**About this task**
Only one portion of the data is to be written out: from the line bearing "spot the brown hair." through the line bearing "spot the work glove.". Write it exactly as it appears.
[[ Records for this exercise, beginning ]]
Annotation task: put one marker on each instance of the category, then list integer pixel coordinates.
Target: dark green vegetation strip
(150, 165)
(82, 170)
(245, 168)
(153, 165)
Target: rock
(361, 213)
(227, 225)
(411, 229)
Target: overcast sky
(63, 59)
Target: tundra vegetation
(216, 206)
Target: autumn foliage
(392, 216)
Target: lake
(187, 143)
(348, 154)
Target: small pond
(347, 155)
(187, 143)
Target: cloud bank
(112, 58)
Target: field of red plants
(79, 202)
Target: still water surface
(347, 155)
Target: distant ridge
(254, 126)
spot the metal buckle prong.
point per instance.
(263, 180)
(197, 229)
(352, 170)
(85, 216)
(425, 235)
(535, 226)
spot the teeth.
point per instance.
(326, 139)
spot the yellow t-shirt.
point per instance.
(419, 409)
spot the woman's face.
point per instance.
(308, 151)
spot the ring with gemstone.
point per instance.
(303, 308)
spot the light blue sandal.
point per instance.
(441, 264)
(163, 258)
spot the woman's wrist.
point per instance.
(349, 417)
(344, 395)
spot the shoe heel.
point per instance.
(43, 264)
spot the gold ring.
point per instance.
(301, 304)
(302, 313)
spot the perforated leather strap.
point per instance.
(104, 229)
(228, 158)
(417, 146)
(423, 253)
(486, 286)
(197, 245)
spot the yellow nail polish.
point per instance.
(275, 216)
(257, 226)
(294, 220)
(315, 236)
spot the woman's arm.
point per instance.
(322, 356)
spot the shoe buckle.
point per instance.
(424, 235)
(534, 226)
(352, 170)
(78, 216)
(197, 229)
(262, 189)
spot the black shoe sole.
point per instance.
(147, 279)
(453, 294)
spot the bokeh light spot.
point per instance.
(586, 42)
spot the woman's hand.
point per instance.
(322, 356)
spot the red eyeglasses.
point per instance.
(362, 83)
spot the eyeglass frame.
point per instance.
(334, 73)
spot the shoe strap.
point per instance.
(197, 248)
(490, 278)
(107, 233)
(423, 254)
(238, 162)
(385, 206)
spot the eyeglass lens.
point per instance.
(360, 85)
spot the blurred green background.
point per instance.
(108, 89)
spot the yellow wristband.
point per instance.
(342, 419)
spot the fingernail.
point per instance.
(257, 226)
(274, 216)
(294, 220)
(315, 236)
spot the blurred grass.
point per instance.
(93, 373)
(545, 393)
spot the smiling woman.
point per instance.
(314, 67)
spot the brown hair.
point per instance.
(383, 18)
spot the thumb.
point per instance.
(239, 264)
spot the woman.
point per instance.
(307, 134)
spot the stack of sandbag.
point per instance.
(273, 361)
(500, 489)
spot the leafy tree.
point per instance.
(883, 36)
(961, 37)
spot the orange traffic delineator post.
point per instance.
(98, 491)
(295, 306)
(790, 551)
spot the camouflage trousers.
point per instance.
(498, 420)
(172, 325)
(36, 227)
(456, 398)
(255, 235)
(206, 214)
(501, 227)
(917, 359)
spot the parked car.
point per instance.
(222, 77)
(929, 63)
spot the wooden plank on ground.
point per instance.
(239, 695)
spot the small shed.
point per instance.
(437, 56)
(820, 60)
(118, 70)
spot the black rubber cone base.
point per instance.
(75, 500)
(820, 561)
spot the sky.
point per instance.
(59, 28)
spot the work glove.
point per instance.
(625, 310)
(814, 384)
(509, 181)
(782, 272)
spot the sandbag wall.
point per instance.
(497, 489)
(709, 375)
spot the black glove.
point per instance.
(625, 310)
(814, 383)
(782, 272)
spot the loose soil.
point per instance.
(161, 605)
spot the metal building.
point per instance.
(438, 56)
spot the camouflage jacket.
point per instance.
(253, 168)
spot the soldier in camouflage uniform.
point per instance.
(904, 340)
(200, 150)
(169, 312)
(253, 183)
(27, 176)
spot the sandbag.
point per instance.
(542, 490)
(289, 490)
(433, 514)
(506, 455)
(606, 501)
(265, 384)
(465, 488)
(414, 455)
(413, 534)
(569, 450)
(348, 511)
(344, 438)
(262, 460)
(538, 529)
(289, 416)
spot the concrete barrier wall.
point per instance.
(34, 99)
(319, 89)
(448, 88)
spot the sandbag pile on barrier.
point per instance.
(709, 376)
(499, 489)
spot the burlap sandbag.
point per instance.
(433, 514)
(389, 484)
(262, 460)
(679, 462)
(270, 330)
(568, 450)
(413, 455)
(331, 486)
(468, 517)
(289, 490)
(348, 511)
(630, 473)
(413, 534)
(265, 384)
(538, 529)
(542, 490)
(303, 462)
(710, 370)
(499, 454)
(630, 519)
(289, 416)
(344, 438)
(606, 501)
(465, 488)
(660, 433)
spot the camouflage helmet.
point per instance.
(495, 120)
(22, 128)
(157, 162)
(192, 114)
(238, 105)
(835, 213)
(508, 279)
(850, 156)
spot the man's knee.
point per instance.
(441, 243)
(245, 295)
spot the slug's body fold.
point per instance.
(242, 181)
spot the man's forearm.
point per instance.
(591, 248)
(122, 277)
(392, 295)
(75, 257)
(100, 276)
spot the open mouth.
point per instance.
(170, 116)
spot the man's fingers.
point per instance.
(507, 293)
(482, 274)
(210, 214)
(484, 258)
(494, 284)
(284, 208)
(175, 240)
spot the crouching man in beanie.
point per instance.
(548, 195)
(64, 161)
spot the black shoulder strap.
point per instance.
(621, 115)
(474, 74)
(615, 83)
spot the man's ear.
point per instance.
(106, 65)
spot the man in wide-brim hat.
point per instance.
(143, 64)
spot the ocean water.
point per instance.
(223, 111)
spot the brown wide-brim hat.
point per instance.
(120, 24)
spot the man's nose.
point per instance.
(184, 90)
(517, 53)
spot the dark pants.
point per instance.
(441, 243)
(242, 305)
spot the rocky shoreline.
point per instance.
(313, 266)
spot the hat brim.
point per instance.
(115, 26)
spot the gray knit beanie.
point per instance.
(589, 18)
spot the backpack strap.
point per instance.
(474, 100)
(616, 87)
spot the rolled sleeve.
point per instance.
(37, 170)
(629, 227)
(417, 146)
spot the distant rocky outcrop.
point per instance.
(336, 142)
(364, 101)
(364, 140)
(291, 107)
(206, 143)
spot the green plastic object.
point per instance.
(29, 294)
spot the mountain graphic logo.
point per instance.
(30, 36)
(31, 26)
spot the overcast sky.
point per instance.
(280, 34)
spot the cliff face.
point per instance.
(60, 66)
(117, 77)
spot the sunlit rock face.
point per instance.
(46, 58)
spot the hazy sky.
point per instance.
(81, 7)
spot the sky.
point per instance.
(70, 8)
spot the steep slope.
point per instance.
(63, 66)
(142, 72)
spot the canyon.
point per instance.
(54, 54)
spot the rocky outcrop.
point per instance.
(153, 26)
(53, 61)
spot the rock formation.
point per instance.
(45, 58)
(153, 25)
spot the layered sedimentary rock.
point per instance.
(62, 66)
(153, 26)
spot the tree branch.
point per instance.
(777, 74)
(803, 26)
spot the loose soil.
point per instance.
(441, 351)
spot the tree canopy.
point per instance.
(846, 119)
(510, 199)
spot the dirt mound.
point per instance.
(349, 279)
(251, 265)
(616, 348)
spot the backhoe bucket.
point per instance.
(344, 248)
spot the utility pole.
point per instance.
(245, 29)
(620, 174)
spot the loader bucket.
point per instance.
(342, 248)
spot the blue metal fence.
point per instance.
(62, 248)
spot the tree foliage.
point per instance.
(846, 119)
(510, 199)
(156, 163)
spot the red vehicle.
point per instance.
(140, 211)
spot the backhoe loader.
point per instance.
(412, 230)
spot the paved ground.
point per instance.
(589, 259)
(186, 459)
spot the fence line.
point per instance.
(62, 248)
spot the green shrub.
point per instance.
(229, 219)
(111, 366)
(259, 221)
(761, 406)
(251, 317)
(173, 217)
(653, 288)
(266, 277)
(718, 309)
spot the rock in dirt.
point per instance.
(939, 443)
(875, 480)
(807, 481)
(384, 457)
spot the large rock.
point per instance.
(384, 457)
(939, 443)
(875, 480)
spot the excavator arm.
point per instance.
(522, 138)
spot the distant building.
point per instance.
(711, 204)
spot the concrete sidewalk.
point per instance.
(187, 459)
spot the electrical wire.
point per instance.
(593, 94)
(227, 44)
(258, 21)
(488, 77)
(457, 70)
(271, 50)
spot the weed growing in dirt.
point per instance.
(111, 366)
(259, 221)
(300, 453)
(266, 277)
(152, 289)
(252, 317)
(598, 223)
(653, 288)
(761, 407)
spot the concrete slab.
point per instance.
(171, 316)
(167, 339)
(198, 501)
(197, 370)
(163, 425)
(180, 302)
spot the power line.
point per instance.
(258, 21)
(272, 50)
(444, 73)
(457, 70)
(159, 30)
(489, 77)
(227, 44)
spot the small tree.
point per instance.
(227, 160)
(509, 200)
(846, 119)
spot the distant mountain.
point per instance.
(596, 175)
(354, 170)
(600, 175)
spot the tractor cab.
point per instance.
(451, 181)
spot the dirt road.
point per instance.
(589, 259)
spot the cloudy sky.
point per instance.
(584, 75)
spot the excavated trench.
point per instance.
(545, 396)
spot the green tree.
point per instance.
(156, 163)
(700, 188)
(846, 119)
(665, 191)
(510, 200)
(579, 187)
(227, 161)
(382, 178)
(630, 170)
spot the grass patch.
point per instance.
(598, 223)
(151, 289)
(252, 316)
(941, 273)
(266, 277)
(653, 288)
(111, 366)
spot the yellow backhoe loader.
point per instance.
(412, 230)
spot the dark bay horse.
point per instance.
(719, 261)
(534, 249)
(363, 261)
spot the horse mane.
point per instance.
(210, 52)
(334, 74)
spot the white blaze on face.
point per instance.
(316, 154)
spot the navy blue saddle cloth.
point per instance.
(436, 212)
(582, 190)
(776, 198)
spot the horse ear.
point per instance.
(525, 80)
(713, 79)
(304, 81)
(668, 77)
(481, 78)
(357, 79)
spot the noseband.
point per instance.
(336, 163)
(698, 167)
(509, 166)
[[ Records for this exercise, end ]]
**Answer for this exercise**
spot the brown hair.
point per instance.
(383, 18)
spot the thumb.
point per instance.
(239, 264)
spot the woman.
point per instance.
(307, 134)
spot the stack of sandbag.
point per instance.
(273, 361)
(500, 489)
spot the leafy tree.
point per instance.
(883, 36)
(961, 37)
spot the orange traffic delineator post.
point per instance.
(98, 491)
(295, 306)
(790, 551)
spot the camouflage trousers.
point per instance.
(498, 420)
(172, 325)
(36, 227)
(456, 398)
(255, 235)
(206, 214)
(501, 227)
(917, 359)
spot the parked car.
point per instance.
(222, 77)
(929, 63)
spot the wooden plank on ground.
point per instance.
(239, 695)
spot the small shed.
point per instance.
(437, 56)
(820, 60)
(118, 70)
spot the black rubber cone base.
point per instance.
(75, 500)
(820, 561)
spot the sky.
point per instance.
(59, 28)
spot the work glove.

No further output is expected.